■ Problem statement ■
Down to the final line, write out the material beneath exactly, without pictures.
---- Data for review
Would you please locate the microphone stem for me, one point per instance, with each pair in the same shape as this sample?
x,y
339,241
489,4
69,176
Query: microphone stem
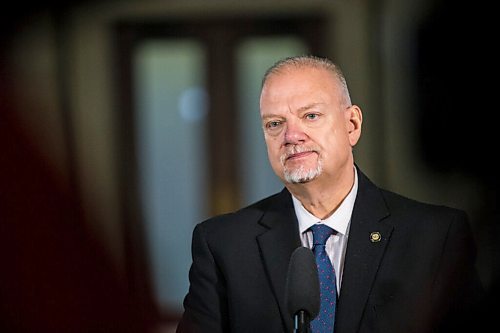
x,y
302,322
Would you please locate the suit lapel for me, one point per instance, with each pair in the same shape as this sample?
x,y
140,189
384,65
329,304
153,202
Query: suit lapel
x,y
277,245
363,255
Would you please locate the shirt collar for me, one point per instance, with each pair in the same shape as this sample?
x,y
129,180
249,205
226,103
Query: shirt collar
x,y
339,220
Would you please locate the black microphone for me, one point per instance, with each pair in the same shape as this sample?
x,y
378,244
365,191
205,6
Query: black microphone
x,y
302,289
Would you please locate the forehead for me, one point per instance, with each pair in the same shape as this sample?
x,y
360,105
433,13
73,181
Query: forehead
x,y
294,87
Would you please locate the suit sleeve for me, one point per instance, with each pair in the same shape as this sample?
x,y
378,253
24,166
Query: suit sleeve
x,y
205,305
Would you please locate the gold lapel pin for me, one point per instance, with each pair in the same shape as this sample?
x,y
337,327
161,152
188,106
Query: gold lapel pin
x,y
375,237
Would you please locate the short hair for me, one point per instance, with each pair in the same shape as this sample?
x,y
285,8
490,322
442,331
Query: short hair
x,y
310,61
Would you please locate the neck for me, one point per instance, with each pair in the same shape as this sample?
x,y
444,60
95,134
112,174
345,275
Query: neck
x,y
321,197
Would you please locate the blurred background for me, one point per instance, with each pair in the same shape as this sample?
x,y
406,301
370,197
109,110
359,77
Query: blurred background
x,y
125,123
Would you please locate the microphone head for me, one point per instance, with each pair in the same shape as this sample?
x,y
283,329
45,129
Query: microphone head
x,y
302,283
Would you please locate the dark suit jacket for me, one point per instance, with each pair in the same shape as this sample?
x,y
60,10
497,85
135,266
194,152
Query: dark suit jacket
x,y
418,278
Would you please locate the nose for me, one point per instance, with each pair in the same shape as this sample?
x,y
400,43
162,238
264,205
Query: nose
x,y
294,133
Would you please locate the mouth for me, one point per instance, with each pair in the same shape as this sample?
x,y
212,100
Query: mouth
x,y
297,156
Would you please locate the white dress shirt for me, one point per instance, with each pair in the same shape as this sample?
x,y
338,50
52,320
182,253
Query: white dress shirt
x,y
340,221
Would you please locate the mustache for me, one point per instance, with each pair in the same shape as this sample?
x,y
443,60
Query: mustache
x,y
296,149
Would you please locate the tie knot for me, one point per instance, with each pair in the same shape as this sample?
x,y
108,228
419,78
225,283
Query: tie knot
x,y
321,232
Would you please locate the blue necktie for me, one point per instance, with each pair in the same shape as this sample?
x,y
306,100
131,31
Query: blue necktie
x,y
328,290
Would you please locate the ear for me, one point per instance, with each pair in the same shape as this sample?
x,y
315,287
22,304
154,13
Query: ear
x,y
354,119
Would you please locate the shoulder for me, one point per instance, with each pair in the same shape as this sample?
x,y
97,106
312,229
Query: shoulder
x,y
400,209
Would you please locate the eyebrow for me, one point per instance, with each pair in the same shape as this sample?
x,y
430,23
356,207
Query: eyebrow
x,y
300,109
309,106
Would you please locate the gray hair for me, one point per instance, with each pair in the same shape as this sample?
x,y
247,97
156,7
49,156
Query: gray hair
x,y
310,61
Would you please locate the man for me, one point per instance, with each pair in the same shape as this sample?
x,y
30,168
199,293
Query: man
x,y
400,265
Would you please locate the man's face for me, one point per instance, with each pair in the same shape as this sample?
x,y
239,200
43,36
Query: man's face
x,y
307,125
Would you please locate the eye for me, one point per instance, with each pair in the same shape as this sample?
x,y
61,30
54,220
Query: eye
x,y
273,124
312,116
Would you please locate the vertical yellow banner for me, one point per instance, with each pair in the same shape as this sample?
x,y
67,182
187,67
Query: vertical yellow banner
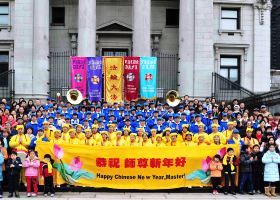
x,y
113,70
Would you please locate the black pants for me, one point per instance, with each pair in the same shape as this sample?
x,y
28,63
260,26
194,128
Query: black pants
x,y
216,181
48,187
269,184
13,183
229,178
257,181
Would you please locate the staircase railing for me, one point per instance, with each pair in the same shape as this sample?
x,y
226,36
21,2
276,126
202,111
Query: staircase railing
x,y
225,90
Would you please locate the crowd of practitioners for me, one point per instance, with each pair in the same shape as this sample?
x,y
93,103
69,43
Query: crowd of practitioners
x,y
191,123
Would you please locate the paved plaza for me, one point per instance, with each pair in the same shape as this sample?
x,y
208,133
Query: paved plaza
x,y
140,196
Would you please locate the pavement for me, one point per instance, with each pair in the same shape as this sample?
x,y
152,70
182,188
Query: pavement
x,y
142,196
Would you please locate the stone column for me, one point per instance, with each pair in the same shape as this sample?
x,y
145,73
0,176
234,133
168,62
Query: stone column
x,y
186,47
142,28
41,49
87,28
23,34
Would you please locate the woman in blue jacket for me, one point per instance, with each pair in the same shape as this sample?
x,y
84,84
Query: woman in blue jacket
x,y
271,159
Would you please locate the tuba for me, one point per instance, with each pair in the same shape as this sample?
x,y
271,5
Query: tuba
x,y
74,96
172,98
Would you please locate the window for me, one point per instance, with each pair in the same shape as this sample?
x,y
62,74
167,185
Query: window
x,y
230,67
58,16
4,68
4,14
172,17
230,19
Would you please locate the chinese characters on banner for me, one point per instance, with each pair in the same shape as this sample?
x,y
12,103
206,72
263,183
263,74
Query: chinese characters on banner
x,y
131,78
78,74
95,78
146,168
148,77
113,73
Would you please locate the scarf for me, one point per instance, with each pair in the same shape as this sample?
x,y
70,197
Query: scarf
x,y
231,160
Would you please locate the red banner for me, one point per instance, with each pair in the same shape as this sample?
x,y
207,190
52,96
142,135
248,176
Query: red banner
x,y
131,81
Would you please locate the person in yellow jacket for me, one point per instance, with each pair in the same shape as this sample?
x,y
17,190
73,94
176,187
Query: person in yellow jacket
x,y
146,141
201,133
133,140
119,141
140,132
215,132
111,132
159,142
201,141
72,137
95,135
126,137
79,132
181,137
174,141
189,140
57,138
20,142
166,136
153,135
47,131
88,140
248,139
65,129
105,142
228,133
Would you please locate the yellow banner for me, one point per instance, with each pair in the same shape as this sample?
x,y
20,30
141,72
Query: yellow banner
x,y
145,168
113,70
--------
■ Task solution ■
Would you please locate the microphone stem for me, one point per instance, with each pair in the same shape as this sample?
x,y
339,241
489,4
69,176
Query: microphone stem
x,y
302,322
Would you please locate the suit lapel for me, one point per instance, with each pair in the same shape as this sample?
x,y
140,189
384,65
329,304
153,202
Query: suit lapel
x,y
277,245
363,255
Would you please locate the shirt collar for me, one point per instance, with each pair in the same shape as this sample?
x,y
129,180
249,205
226,103
Query: shirt collar
x,y
339,220
Would you please locate the black microphone for me, one point per instance, with each pair in the same shape as this sample?
x,y
378,244
365,191
205,6
Query: black microphone
x,y
302,289
Would you please locate the forehead for me, one point per instance, with each pair in the same shape as this sample?
x,y
360,105
433,13
73,181
Query: forehead
x,y
294,87
Would you please locate the suit sleeve for me, one point per instance, with each pair in the same shape as this sample?
x,y
378,253
24,166
Query: suit sleeve
x,y
205,305
Would you please locate the gold lapel pin for me, one point per instance, with each pair in the same shape as this sample?
x,y
337,327
161,152
188,106
Query: gold lapel pin
x,y
375,237
Would you please locate the short hair for me, one point per instance, with each pair in the same shape as this sample?
x,y
285,8
490,322
442,331
Query: short hair
x,y
310,61
Would you please locate the neck for me, one point per instance, with each pair in the same shape as this sample?
x,y
444,60
95,134
112,174
345,275
Query: neck
x,y
321,197
Would you please locate the blurred background for me, one point per instance, with each pair in the same shape as this sample?
x,y
406,301
370,197
109,110
359,77
Query: blurred background
x,y
125,123
Would you please locate the microphone head for me, one point per instance, with each pair in the same shape as this sample?
x,y
283,329
45,129
Query: microphone head
x,y
302,283
Would you please locate the dark suit jacket for me, one point per instance, with each pair in the same shape as this sample?
x,y
60,10
497,85
135,266
194,152
Query: dark suit jacket
x,y
418,278
Would you please locate the nose for me, one point per instance, with each pair in the same shape as this sample?
x,y
400,43
162,238
264,205
Query: nose
x,y
294,133
Would you please locate the mouth for me, one point per instance, with each pair in the same shape as this sample?
x,y
212,100
Query: mouth
x,y
297,156
Would you please locate the white dress shirt for me, one point per instance, with each pair in the same shape as this sample?
x,y
338,50
52,320
182,253
Query: white dress shirt
x,y
340,221
Would you please locate the mustache for me, one point per instance, with each pair in the same shape as this sample?
x,y
443,60
Query: mustache
x,y
296,149
Would you please locate the tie knot for me, one point per instance, with each pair in the same shape as this sample?
x,y
108,228
419,78
225,283
Query: tie knot
x,y
321,232
Would you please locate the blue necktie for me, one point per instance, with each pair in the same shape as this sample?
x,y
306,100
131,31
Query: blue necktie
x,y
328,290
Would you please locate the ear for me, one point per instance, with each pair in the same shape as this sample?
x,y
315,287
22,304
154,13
Query: ear
x,y
354,119
Would you please locate the shoulder for me, one point per instance, with each pair in the same shape as this sample?
x,y
97,106
312,229
Query: shoulder
x,y
400,209
Would you please locate the eyebrow for me, one point per instance, with each pair in the same shape as this sample?
x,y
430,23
356,207
Query: eyebrow
x,y
300,109
309,106
Would you please locate the gray hair for me, one point per instance, with each pair in the same shape as this sample?
x,y
247,97
156,7
49,156
Query: gray hair
x,y
310,61
Would you please locate the man for me, one point per instance, with each pair in the same shape as this sample?
x,y
30,168
199,293
Query: man
x,y
400,265
Would you please locate the man's face for me, one point per instance, with each pair in the same shape as this sample?
x,y
239,200
43,36
Query: man's face
x,y
307,125
Would you please locate the eye for me, one point per instance, with each pair in the same shape as this sample?
x,y
61,30
54,220
Query: eye
x,y
273,124
312,116
Would you please locate the vertical yellow banner for me, one point per instance, with each pair in the same shape as this sample?
x,y
67,182
187,67
Query: vertical yellow banner
x,y
113,70
Would you please locate the black pants for me, one point per instance, with each pair in the same shape as this sample?
x,y
28,63
260,26
194,128
Query: black pants
x,y
216,181
48,187
269,184
13,183
229,178
257,181
Would you please locate the staircase railing for me, one point per instance, with each pair in the same shape as this sample?
x,y
226,36
21,2
276,126
202,111
Query: staircase railing
x,y
225,90
Would you please locate the crowd of practitioners for me, one point per instance, with each pair in the same shape as this sample?
x,y
93,103
69,43
Query: crowd of practitioners
x,y
191,123
Would you please locate the paved plaza for me, one point per instance, with each pair in the same shape as this sample?
x,y
208,133
Query: paved plaza
x,y
140,196
Would you please locate the pavement for me, one point per instance, with each pair in the same shape as this sample?
x,y
152,70
182,188
Query: pavement
x,y
142,196
Would you please locate the stone column for me, one point per instance, with each pair in the same shape as this sample?
x,y
145,73
0,176
234,133
168,62
Query: stone column
x,y
186,47
142,28
41,49
87,28
23,34
Would you please locate the woman in blue jacket for me, one point per instance, with each pair in the same shape as this sample?
x,y
84,84
Query: woman in blue jacket
x,y
271,159
Would you please locate the tuba for me, one point per instance, with each pair in the same shape as this sample?
x,y
271,5
Query: tuba
x,y
74,96
172,98
Would you please locate the window for me, one point per instance, with each pair in the same shape as this sample?
x,y
62,74
167,185
Query: window
x,y
230,67
58,16
4,68
4,14
172,17
230,19
Would you please locate the chinese characters on banner for me, one point per instance, with each pair in the same shape as this sample?
x,y
12,103
206,72
263,183
263,74
Query: chinese characters on banner
x,y
131,78
78,74
95,78
146,168
148,77
113,73
Would you please locate the scarf for me, one point per instance, with each pair in the same shape as this sample?
x,y
70,197
Query: scarf
x,y
231,160
Would you please locate the red banner for me, one point per instance, with each pair in the same shape as this sample?
x,y
207,190
52,96
142,135
248,176
Query: red banner
x,y
131,81
Would you please locate the person in yellow jacket for me, one point per instance, with each pair in the same shape as this sample?
x,y
17,190
73,94
176,187
Query: person in yellow jacket
x,y
146,141
201,133
133,140
119,141
140,132
215,132
111,132
159,142
201,141
72,137
95,135
126,137
79,132
181,137
174,141
189,140
57,138
20,142
166,136
153,135
47,131
88,140
248,139
65,129
105,142
228,133
Would you please locate the yellow banner for me, one point per instance, with each pair in the same shape as this sample?
x,y
20,30
141,72
Query: yellow banner
x,y
145,168
113,70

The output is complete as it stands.